▼▼▼
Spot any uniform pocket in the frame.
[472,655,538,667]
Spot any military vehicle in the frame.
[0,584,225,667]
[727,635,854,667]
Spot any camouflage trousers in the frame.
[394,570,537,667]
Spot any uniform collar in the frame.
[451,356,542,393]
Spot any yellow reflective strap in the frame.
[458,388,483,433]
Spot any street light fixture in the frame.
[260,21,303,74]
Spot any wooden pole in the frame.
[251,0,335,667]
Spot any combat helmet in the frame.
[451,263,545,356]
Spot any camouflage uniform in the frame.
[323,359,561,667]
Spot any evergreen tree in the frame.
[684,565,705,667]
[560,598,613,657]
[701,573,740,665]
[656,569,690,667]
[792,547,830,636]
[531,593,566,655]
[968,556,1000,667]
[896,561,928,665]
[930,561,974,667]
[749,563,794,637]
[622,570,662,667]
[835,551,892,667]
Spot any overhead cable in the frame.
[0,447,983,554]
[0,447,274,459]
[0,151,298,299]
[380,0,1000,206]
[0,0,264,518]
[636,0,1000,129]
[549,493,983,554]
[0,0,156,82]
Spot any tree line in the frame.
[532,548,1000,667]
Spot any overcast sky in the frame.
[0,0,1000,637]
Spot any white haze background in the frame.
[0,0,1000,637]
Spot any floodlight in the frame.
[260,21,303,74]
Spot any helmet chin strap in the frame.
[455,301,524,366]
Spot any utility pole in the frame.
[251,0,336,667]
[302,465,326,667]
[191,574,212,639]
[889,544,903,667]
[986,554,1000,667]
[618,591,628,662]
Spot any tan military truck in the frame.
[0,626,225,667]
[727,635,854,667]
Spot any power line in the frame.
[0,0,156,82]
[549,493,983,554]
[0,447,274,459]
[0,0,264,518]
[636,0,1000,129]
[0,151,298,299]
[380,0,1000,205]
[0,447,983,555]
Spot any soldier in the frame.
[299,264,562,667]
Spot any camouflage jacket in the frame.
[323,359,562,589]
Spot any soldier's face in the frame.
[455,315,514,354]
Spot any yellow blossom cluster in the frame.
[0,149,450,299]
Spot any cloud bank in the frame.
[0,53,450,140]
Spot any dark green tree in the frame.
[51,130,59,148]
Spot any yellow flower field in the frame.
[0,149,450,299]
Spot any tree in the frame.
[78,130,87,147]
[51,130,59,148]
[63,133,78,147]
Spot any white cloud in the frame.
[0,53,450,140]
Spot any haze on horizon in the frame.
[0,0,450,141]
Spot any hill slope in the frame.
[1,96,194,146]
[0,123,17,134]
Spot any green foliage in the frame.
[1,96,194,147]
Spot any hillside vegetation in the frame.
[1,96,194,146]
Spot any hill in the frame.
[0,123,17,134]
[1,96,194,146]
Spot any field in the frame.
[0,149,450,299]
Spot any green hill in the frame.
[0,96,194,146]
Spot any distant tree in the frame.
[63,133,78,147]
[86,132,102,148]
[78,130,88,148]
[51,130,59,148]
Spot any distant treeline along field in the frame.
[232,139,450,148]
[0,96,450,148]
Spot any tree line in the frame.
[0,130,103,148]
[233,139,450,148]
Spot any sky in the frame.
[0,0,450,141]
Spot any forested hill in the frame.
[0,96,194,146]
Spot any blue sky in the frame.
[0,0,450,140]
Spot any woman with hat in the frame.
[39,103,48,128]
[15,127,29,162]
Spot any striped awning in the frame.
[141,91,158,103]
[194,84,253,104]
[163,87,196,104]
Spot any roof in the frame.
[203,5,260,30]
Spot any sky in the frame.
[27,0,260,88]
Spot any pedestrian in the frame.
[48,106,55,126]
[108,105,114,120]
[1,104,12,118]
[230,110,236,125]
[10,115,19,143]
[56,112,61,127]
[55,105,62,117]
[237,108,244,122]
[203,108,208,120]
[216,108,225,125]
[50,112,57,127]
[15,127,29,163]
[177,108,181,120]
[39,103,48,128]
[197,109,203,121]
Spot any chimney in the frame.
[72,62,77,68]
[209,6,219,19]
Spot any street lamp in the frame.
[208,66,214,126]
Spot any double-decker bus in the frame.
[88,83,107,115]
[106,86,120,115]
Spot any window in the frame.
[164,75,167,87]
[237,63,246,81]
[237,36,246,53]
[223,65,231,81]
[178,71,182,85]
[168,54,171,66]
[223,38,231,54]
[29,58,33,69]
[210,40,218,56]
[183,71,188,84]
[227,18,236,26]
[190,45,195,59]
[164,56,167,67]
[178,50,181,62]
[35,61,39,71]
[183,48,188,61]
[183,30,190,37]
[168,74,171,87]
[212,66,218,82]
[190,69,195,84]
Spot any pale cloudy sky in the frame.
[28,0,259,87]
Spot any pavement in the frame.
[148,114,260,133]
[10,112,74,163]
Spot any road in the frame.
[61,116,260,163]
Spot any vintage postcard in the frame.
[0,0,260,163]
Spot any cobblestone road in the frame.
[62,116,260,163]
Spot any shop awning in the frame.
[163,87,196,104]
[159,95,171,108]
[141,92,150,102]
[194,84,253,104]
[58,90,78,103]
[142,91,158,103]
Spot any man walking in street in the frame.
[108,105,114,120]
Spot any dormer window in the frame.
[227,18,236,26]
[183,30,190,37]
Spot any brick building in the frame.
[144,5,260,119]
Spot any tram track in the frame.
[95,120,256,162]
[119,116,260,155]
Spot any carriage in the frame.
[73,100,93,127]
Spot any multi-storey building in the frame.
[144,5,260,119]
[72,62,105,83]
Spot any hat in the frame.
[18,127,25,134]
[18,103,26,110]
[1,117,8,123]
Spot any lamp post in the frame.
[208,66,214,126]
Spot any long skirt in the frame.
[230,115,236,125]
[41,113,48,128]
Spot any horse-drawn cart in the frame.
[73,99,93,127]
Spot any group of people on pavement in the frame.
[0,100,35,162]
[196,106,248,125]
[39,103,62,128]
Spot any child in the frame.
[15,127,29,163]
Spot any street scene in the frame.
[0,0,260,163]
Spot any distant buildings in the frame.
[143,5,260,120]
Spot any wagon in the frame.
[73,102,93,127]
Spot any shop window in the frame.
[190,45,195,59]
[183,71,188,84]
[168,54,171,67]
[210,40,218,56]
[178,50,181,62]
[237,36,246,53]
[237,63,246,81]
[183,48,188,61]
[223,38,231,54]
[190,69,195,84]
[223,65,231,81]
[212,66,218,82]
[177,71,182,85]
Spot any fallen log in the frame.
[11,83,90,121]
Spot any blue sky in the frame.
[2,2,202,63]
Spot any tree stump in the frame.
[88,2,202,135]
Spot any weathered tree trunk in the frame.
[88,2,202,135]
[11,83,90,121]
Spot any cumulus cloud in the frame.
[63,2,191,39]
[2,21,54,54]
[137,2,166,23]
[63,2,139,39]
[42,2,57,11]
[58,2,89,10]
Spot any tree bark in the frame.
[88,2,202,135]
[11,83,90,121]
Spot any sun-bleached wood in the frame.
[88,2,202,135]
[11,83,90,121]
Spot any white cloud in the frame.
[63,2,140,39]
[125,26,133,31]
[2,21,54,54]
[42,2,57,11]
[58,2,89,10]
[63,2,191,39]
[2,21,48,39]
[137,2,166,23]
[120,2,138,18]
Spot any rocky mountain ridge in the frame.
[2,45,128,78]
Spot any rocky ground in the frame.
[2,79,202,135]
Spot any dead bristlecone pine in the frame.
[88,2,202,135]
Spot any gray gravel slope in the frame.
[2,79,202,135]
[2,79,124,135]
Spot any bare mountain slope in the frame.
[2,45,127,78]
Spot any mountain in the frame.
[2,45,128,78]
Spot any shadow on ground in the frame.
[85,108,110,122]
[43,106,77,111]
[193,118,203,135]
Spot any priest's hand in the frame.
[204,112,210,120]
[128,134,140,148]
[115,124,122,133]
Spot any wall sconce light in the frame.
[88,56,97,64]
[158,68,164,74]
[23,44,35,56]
▲▲▲
**Exercise aim:** Write out all of the material again, switching every "Spot any" to "Mark any" and keeping everything else the same.

**Right answer:**
Mark any uniform pocket in the frame.
[472,655,538,667]
Mark any military vehicle in the frame.
[0,584,225,667]
[727,635,854,667]
Mark any camouflage trousers in the frame.
[394,570,537,667]
Mark any uniform collar in the frame.
[451,356,542,393]
Mark any yellow reflective strap in the frame.
[458,388,483,433]
Mark any street light fixture in the frame.
[260,21,303,74]
Mark any wooden pole in the frame.
[251,0,335,667]
Mark any combat helmet in the frame.
[451,263,545,356]
Mark any camouflage uniform in the frame.
[323,359,561,667]
Mark any evergreen tree in the frame.
[684,565,705,667]
[560,598,613,657]
[701,573,740,665]
[656,569,690,667]
[792,547,830,636]
[531,593,566,655]
[968,556,1000,667]
[896,561,928,665]
[930,561,974,667]
[749,563,794,637]
[622,570,662,667]
[835,551,892,667]
Mark any overhead cable in the frame.
[0,447,983,554]
[0,447,274,459]
[0,151,298,299]
[380,0,1000,206]
[0,0,264,518]
[636,0,1000,129]
[549,493,983,554]
[0,0,156,82]
Mark any tree line in the frame.
[532,548,1000,667]
Mark any overcast sky in the frame.
[0,0,1000,637]
Mark any white haze background in the frame.
[0,0,1000,637]
Mark any floodlight in the frame.
[260,21,303,74]
Mark any helmet chin strap in the frame.
[455,301,524,366]
Mark any utility pole in the frame.
[251,0,336,667]
[302,465,326,667]
[191,574,212,639]
[889,544,903,667]
[986,554,1000,667]
[618,591,628,662]
Mark any tan military truck in the frame.
[0,626,225,667]
[727,635,854,667]
Mark any power line in the frame.
[0,0,156,82]
[549,493,983,554]
[0,447,274,459]
[0,0,264,518]
[636,0,1000,129]
[0,151,298,299]
[380,0,1000,205]
[0,447,983,555]
Mark any soldier in the frame.
[299,264,562,667]
Mark any camouflage jacket in the frame.
[323,359,562,589]
Mark any soldier's face in the frame.
[455,315,514,354]
Mark any yellow blossom cluster in the frame.
[0,149,450,299]
Mark any cloud bank in the frame.
[0,53,450,140]
Mark any dark green tree in the frame.
[51,130,59,148]
Mark any yellow flower field in the frame.
[0,149,450,299]
Mark any tree in the frame.
[78,130,87,147]
[51,130,59,148]
[63,133,78,147]
Mark any white cloud in the frame.
[0,53,450,140]
Mark any haze on horizon in the frame.
[0,0,450,141]
Mark any hill slope in the frame.
[1,96,194,146]
[0,123,17,134]
Mark any green foliage in the frame.
[1,96,194,147]
Mark any hillside vegetation in the frame.
[1,96,194,146]
Mark any hill in the frame.
[0,123,17,134]
[1,96,194,146]
Mark any field in the frame.
[0,149,450,299]
Mark any green hill in the frame.
[0,96,194,146]
Mark any distant tree in the frame.
[63,133,78,147]
[86,132,102,148]
[78,130,88,148]
[51,130,59,148]
Mark any distant treeline along field in the frame.
[232,139,450,148]
[0,96,450,148]
Mark any tree line in the frame.
[0,130,103,148]
[233,139,450,148]
Mark any sky in the frame.
[0,0,450,141]
Mark any forested hill in the frame.
[0,96,194,146]
Mark any blue sky in the frame.
[0,0,450,140]
Mark any woman with hat in the frame.
[39,103,48,128]
[15,127,29,162]
Mark any striped awning in the frame.
[141,91,158,103]
[194,84,253,104]
[163,87,196,104]
Mark any roof in the frame.
[203,5,260,30]
Mark any sky in the frame.
[27,0,260,88]
Mark any pedestrian in the frame.
[48,106,55,126]
[108,105,114,120]
[1,104,12,118]
[230,110,236,125]
[10,115,19,143]
[56,112,61,127]
[55,105,62,117]
[237,108,244,122]
[203,108,208,120]
[216,108,225,125]
[50,112,57,127]
[15,127,29,163]
[177,108,181,120]
[39,103,48,128]
[197,109,203,121]
Mark any chimney in the frame.
[72,62,77,68]
[209,6,219,19]
Mark any street lamp in the frame.
[208,66,214,126]
Mark any double-decker bus in the frame.
[88,83,107,115]
[106,86,120,115]
Mark any window in the frame.
[164,75,167,87]
[237,63,246,81]
[237,36,246,53]
[223,65,231,81]
[178,71,182,85]
[168,54,171,66]
[223,38,231,54]
[29,58,33,69]
[210,40,218,56]
[183,71,188,84]
[227,18,236,26]
[190,45,195,59]
[164,56,167,67]
[178,50,181,62]
[35,61,39,71]
[183,48,188,61]
[183,30,190,37]
[168,74,171,87]
[212,66,218,82]
[190,69,195,84]
Mark any pale cloudy sky in the frame.
[28,0,259,87]
Mark any pavement in the frame.
[148,114,260,133]
[10,112,74,163]
Mark any road in the frame.
[61,116,260,163]
Mark any vintage postcard in the frame.
[0,0,260,163]
Mark any cobblestone road in the frame.
[62,116,260,163]
Mark any shop awning in the frame.
[163,87,196,104]
[159,95,171,108]
[141,92,150,102]
[194,84,253,104]
[58,90,78,103]
[142,91,158,103]
Mark any man walking in street in the frame.
[108,105,114,120]
Mark any dormer window in the frame.
[227,18,236,26]
[183,30,190,37]
Mark any brick building in the frame.
[144,5,260,119]
Mark any tram track in the frame.
[95,120,256,162]
[119,116,260,155]
Mark any carriage in the frame.
[73,100,93,127]
Mark any multi-storey building in the frame.
[144,5,260,119]
[72,62,105,83]
Mark any hat in the frame.
[18,127,25,134]
[18,103,26,110]
[1,117,8,123]
Mark any lamp post in the frame.
[208,66,214,126]
Mark any long skirt in the frame.
[230,115,236,125]
[41,113,48,128]
Mark any horse-drawn cart in the frame.
[73,99,93,127]
Mark any group of people on pavement in the frame.
[0,100,35,162]
[196,106,248,125]
[39,103,62,128]
Mark any child in the frame.
[15,127,29,163]
Mark any street scene in the frame.
[0,0,260,163]
Mark any distant buildings in the frame.
[143,5,260,120]
Mark any wagon in the frame.
[73,102,93,127]
Mark any shop window in the frame.
[190,45,195,59]
[183,71,188,84]
[168,54,171,67]
[210,40,218,56]
[178,50,181,62]
[237,36,246,53]
[237,63,246,81]
[183,48,188,61]
[223,38,231,54]
[190,69,195,84]
[223,65,231,81]
[212,66,218,82]
[177,71,182,85]
Mark any fallen log in the frame.
[11,83,90,121]
Mark any blue sky in the frame.
[2,2,202,63]
Mark any tree stump in the frame.
[88,2,202,135]
Mark any weathered tree trunk in the frame.
[88,2,202,135]
[11,83,90,121]
Mark any cumulus cloud in the frame.
[63,2,191,39]
[2,21,54,54]
[137,2,166,23]
[63,2,139,39]
[42,2,57,11]
[58,2,89,10]
Mark any tree bark in the frame.
[88,2,202,135]
[11,83,90,121]
Mark any sun-bleached wood in the frame.
[88,2,202,135]
[11,83,90,121]
Mark any white cloud in the frame.
[63,2,140,39]
[125,26,133,31]
[2,21,54,54]
[42,2,57,11]
[58,2,89,10]
[63,2,191,39]
[2,21,48,39]
[137,2,166,23]
[120,2,138,18]
Mark any rocky mountain ridge in the frame.
[2,45,128,78]
Mark any rocky ground in the frame.
[2,79,202,135]
Mark any dead bristlecone pine in the frame.
[88,2,202,135]
Mark any gray gravel slope in the frame.
[2,79,202,135]
[2,79,124,135]
Mark any bare mountain slope in the frame.
[2,45,127,78]
Mark any mountain in the frame.
[2,45,128,78]
Mark any shadow on ground in the frame.
[85,108,110,122]
[43,106,77,111]
[193,118,203,135]
Mark any priest's hand in the frame.
[204,112,210,120]
[128,134,140,148]
[115,124,122,133]
Mark any wall sconce light in the frame.
[88,56,97,64]
[158,68,164,74]
[23,44,35,56]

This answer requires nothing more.